Description of the task
Return each line of the data below that contains the string "wheel". Case matters.

= = = = = = =

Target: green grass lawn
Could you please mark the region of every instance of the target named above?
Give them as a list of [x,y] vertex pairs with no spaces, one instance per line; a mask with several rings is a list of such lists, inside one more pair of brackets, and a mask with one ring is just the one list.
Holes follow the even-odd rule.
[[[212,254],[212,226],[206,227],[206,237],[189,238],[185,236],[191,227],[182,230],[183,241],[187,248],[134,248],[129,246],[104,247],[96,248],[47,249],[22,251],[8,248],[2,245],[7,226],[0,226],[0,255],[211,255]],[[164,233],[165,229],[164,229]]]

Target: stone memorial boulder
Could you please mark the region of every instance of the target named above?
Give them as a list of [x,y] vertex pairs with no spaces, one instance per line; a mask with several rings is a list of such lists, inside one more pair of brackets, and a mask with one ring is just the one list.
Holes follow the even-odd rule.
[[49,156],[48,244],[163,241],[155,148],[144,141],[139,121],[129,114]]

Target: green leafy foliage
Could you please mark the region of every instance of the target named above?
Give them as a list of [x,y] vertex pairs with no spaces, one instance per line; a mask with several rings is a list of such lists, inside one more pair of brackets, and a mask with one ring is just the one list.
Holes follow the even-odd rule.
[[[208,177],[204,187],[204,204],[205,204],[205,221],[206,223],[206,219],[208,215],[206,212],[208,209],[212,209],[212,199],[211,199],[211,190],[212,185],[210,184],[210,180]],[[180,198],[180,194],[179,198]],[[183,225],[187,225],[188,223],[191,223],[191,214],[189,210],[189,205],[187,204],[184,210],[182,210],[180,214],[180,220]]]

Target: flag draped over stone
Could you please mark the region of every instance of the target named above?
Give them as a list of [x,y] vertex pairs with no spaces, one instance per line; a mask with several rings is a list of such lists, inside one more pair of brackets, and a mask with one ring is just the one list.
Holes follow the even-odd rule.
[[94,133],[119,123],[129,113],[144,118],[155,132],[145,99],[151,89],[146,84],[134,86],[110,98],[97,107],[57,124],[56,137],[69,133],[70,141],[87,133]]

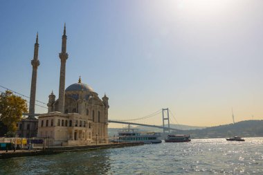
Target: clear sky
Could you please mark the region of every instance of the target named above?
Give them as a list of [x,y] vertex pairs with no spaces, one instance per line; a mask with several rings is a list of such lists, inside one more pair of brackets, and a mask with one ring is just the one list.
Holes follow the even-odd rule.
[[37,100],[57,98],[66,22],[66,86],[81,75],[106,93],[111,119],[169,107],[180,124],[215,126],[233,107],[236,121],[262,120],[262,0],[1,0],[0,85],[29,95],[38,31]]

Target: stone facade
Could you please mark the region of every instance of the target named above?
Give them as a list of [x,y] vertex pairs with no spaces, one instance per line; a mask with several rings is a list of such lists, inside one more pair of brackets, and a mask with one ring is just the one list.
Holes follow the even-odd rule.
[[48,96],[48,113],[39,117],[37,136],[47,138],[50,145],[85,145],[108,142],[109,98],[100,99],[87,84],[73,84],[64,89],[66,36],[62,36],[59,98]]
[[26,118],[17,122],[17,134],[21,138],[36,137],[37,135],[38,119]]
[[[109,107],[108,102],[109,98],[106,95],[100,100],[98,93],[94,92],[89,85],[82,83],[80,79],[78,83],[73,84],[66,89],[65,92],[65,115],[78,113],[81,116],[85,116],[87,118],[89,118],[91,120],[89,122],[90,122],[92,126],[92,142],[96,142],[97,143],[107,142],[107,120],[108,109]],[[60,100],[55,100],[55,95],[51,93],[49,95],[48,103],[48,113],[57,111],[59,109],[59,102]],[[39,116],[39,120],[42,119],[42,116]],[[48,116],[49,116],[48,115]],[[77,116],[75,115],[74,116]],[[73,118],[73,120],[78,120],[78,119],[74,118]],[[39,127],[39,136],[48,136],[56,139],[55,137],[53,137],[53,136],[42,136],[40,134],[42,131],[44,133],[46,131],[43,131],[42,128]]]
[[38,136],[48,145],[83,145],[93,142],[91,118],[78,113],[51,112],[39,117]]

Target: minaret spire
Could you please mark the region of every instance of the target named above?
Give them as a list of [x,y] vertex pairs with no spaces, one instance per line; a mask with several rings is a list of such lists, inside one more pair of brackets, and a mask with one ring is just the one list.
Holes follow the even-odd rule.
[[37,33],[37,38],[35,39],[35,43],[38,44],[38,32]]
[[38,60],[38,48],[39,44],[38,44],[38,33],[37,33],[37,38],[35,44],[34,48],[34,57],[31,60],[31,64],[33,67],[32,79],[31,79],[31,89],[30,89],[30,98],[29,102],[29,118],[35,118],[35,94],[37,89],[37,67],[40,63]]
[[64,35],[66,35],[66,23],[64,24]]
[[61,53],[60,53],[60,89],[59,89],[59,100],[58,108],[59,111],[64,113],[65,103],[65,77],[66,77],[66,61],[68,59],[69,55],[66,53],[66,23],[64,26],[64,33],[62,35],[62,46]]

= = = = = = =

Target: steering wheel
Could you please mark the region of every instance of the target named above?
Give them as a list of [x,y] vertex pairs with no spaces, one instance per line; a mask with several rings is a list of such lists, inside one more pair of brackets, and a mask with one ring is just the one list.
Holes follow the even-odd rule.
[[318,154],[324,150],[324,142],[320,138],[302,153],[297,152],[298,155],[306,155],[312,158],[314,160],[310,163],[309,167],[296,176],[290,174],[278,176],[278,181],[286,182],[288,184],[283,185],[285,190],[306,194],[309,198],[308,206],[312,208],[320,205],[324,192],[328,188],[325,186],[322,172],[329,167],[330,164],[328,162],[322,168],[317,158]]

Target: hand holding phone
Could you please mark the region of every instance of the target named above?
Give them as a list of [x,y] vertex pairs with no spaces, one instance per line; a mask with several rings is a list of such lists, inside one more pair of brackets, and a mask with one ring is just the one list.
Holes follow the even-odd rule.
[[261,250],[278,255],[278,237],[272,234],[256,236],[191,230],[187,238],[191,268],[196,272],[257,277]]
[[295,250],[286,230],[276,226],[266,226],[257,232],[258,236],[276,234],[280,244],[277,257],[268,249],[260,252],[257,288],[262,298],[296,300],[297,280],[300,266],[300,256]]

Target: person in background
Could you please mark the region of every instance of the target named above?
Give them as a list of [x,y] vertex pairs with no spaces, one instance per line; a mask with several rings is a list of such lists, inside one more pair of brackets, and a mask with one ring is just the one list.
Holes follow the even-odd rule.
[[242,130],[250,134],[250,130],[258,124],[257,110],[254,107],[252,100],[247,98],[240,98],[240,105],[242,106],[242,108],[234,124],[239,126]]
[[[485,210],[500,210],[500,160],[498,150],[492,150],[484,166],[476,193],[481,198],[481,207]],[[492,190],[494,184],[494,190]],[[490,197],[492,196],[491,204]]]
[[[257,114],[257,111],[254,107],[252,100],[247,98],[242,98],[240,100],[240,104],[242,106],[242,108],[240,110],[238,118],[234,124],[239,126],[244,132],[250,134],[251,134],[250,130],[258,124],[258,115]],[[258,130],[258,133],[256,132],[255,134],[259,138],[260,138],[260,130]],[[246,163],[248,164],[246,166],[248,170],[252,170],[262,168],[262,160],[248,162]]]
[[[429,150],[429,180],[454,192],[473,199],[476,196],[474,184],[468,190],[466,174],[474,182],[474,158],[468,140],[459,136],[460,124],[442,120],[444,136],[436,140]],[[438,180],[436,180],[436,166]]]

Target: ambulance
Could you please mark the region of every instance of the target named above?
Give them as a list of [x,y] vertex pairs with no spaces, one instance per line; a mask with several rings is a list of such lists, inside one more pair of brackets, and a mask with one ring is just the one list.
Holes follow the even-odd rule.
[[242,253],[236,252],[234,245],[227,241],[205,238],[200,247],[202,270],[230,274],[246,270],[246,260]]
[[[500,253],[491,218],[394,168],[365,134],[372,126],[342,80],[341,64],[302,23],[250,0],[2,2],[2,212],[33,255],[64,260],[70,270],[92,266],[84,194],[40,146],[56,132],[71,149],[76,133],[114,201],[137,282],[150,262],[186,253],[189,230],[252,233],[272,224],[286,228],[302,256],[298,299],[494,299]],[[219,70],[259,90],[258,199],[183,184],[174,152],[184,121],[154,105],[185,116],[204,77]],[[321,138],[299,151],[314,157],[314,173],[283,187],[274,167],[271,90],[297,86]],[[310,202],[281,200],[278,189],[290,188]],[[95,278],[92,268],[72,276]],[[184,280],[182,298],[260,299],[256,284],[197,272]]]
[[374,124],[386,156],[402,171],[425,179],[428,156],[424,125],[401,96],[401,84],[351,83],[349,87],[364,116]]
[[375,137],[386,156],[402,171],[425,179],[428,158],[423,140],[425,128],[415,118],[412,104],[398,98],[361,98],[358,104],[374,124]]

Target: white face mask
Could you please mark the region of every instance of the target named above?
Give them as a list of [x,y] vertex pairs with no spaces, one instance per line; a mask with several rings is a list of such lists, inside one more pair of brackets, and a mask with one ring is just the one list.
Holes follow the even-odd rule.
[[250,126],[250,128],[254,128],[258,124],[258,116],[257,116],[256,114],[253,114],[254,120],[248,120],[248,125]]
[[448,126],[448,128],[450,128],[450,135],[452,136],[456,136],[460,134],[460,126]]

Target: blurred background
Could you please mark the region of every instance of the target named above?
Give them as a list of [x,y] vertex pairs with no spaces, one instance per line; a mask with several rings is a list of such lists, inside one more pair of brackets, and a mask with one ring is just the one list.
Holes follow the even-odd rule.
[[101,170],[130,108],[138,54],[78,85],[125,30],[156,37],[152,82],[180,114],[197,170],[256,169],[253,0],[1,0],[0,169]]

= = = = = = =

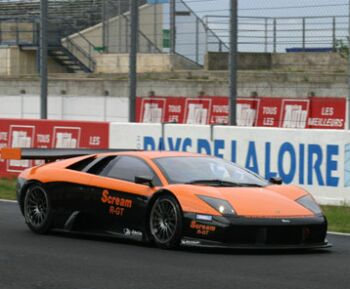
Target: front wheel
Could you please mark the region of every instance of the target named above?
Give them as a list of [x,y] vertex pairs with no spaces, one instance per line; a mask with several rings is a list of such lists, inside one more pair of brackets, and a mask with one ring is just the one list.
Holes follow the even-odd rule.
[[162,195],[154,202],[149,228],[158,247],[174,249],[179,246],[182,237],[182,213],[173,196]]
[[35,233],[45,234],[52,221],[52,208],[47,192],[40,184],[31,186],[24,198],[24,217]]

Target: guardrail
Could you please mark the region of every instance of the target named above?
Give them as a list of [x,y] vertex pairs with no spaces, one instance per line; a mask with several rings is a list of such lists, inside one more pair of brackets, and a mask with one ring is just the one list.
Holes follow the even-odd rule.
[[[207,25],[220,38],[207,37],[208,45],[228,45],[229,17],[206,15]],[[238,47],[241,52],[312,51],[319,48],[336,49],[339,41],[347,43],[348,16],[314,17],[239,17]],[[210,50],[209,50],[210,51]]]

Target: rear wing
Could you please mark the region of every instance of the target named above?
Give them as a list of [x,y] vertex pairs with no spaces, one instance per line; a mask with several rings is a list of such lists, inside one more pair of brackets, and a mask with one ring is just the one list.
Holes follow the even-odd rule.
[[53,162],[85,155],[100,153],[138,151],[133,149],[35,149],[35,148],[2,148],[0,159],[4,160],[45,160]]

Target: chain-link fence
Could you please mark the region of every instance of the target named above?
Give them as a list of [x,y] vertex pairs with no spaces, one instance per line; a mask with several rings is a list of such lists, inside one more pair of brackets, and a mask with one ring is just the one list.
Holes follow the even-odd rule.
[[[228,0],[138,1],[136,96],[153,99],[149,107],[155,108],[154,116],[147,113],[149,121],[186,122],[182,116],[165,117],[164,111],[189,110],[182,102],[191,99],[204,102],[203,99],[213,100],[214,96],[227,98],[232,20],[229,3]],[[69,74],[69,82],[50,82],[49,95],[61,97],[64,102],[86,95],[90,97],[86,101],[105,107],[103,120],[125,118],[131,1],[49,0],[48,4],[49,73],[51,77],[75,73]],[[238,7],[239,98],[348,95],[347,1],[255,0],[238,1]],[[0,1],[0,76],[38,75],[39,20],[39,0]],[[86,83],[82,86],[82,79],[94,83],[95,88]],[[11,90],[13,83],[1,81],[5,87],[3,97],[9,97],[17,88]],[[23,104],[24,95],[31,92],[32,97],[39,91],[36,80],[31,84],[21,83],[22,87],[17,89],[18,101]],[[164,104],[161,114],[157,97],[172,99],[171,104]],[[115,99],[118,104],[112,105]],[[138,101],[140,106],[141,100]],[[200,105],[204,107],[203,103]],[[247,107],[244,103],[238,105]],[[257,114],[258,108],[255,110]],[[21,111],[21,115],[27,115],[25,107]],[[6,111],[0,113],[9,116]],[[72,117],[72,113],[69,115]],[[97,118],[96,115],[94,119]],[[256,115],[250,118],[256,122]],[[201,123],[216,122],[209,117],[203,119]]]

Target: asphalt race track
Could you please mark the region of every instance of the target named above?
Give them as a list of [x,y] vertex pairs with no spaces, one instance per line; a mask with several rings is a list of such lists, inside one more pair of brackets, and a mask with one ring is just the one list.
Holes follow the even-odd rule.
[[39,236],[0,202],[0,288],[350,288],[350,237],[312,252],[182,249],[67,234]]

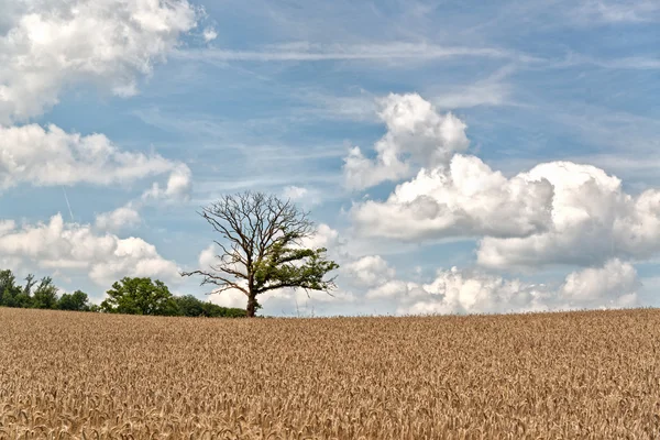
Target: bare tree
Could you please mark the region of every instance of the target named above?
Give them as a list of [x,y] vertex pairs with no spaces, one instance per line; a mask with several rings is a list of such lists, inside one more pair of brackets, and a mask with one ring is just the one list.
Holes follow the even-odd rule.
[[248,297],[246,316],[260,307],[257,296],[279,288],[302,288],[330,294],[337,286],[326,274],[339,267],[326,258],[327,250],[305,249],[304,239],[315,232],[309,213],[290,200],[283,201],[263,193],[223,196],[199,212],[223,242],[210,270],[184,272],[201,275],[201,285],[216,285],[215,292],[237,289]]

= = = = = = =

Output for this exercise
Target: steering wheel
Target: front wheel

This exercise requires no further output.